━━ Text block ━━

The freight cycle remains clearly weak, according to the latest release of the ACT freight & transportation forecast report, but there are rays of light at the end of the tunnel. ACT sees the tightly intertwined supply and demand dynamics in the freight market beginning to recover with demand fundamentals improving and capacity starting to tighten.
“With produce season arriving late this year and the freight market likely passing the peak of the destock, freight demand is near the bottom,” shared Tim Denoyer, ACT Research’s Vice President and Senior Analyst. “With inflation easing, improving real income trends will allow for a bit more holiday spending this year, when even less destocking will mean more freight volume.”

Regarding fleet capacity, Denoyer added, “Interstate operating authorities are contracting at a record rate, with about 11,000 net revocations since last October, including about 1,600 net revocations in April. Total revocations were about 10,800 in April, near record levels, though grants and reinstatements are also elevated. This is beginning to tighten capacity, which will also help spot rates find the bottom and begin to rise.”

He continued, “Long-distance trucking employment is also contracting, as long-haul trucking jobs declined by 8,700 jobs in Q1’23, or 1.0%. While still up 3.0% y/y in that latest March data point, the series will be down on a y/y basis by June on its current level. Since trends in employment follow trends in freight rates, long-haul jobs are set to decline this year.”

━━━
━━ Extracted data ━━

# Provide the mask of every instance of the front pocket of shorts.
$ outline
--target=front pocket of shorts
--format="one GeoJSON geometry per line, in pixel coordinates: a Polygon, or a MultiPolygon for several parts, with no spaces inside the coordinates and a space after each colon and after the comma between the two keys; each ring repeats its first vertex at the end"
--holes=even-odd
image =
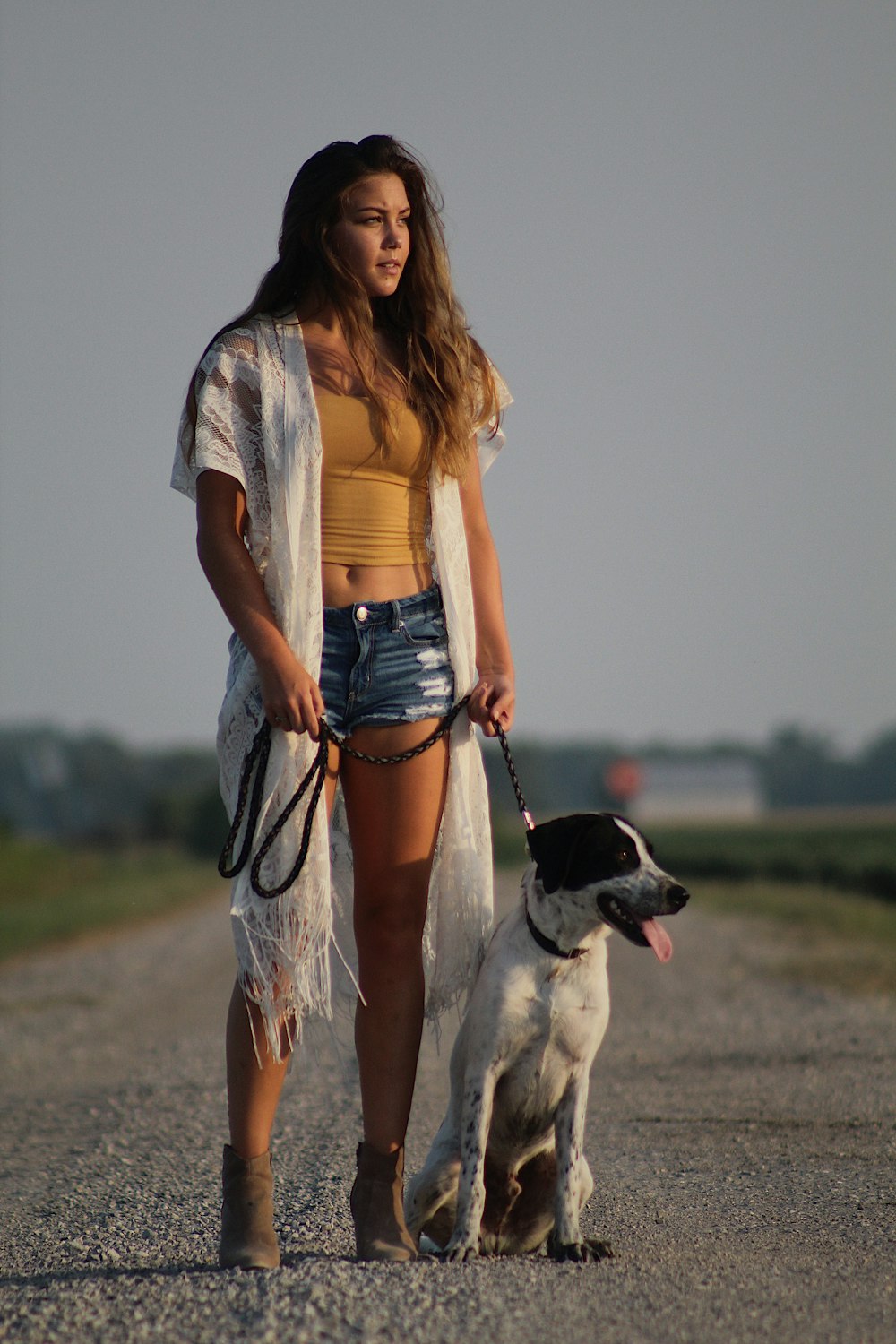
{"type": "Polygon", "coordinates": [[[447,630],[442,614],[427,616],[424,620],[414,621],[410,626],[402,621],[402,634],[412,649],[437,648],[439,644],[447,644],[447,630]]]}

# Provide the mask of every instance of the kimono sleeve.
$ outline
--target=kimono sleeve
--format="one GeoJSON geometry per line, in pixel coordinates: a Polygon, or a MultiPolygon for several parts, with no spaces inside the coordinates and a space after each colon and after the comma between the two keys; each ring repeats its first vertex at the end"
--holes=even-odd
{"type": "Polygon", "coordinates": [[[196,425],[184,407],[171,476],[172,489],[196,499],[196,480],[208,469],[235,477],[247,491],[263,457],[258,345],[242,328],[212,341],[196,371],[196,425]]]}

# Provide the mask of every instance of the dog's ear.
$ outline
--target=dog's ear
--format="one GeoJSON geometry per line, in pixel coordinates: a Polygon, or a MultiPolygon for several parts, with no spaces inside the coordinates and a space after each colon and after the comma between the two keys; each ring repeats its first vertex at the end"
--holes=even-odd
{"type": "Polygon", "coordinates": [[[567,874],[579,840],[594,827],[594,812],[576,812],[571,817],[555,817],[529,831],[529,853],[537,863],[537,875],[551,895],[567,886],[567,874]]]}

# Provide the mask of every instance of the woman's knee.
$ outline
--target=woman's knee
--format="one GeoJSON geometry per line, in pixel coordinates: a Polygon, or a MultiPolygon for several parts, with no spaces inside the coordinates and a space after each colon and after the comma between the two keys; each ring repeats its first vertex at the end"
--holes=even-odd
{"type": "Polygon", "coordinates": [[[427,891],[380,890],[355,894],[355,941],[359,953],[383,956],[419,949],[426,923],[427,891]]]}

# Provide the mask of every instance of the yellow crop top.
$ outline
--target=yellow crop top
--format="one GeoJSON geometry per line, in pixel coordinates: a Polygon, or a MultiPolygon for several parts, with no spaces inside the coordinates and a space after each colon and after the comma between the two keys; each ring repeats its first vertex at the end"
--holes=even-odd
{"type": "Polygon", "coordinates": [[[314,388],[324,444],[321,556],[336,564],[429,560],[429,465],[410,406],[395,411],[394,441],[380,448],[371,401],[314,388]]]}

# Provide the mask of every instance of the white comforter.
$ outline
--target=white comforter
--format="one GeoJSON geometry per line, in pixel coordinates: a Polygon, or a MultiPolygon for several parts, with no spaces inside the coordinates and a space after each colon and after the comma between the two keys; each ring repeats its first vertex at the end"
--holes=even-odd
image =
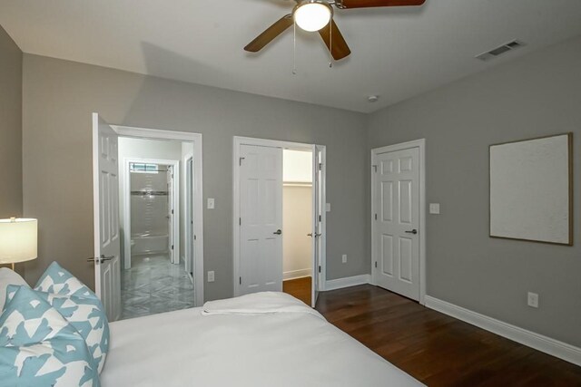
{"type": "Polygon", "coordinates": [[[112,323],[103,386],[421,385],[287,295],[204,306],[112,323]]]}

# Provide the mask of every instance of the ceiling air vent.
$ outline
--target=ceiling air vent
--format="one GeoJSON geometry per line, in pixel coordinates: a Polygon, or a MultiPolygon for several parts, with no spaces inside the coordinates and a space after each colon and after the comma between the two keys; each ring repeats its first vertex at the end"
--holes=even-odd
{"type": "Polygon", "coordinates": [[[507,53],[509,51],[517,50],[517,48],[520,48],[524,45],[525,45],[524,43],[519,42],[517,40],[514,40],[506,44],[502,44],[497,48],[494,48],[488,52],[477,55],[476,57],[481,61],[488,61],[490,59],[500,56],[503,53],[507,53]]]}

━━━

# Required actions
a) From the freight forecast text, list every count of revocations or of trucking jobs, along with what each count measures.
b) Go on with the freight forecast text, starting after its final sentence.
The rows are separate material from the freight forecast text.

# Responses per task
a)
- About 11,000 net revocations of interstate operating authorities since last October
- About 1,600 net revocations in April
- About 10,800 total revocations in April
- 8,700 long-haul trucking jobs lost in Q1'23

b)
Denoyer concluded, “The intersection of additional volume and tightening capacity underpins our forecast for a near-term bottom in spot truckload rates. We’ve been expecting the bottom roughly around this month since we introduced 2023 spot rate forecasts 16 months ago, and we still think Roadcheck this week will help usher in a new freight cycle.”
The monthly 58-page ACT freight forecast provides analysis and forecasts for a broad range of U.S. freight measures, including the Cass Freight Index, Cass Truckload Linehaul Index, and DAT spot and contract rates by trailer type. The service provides monthly, quarterly, and annual predictions for the TL, LTL, and intermodal markets over a two- to three-year time horizon, including capacity, volumes, and rates. The Freight Forecast provides unmatched detail on the freight rate outlook, helping companies across the supply chain plan with greater visibility and less uncertainty.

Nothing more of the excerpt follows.